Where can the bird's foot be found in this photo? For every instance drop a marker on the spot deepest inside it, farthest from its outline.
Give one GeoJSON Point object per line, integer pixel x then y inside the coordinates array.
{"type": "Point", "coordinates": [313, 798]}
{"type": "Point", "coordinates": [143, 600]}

==

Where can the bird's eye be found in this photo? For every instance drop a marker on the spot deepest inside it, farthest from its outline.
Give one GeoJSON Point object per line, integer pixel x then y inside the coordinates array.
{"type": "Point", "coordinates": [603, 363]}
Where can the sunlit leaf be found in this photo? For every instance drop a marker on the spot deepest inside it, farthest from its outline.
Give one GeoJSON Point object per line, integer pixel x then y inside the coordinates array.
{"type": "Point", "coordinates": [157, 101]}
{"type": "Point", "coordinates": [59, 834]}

* * *

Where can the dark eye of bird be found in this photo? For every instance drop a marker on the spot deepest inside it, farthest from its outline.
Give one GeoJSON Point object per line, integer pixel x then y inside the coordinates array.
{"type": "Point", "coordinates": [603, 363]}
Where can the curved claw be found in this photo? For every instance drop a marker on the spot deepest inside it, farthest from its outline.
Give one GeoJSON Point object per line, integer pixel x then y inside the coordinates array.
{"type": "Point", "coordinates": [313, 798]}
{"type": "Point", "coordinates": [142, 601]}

→ **Required action**: Where a line above includes "found", copy that line.

→ **Answer section**:
Where can the bird's foot be found in this photo? For every instance drop a marker on the spot deepest inside it, farthest from its outline.
Where can the bird's eye be found in this photo? For every instance drop a marker on the spot deepest inside it, farthest from its outline.
Where can the sunlit leaf be found in this photo? For every instance drop a marker on the spot deepest inside it, farthest from its outline.
Where can the dark eye of bird be found in this photo? For every instance drop a marker on the spot deepest inside it, farthest from its outline.
Where can the curved claw be found in this photo? For every instance drop a marker on the spot deepest inside it, farthest from its outline.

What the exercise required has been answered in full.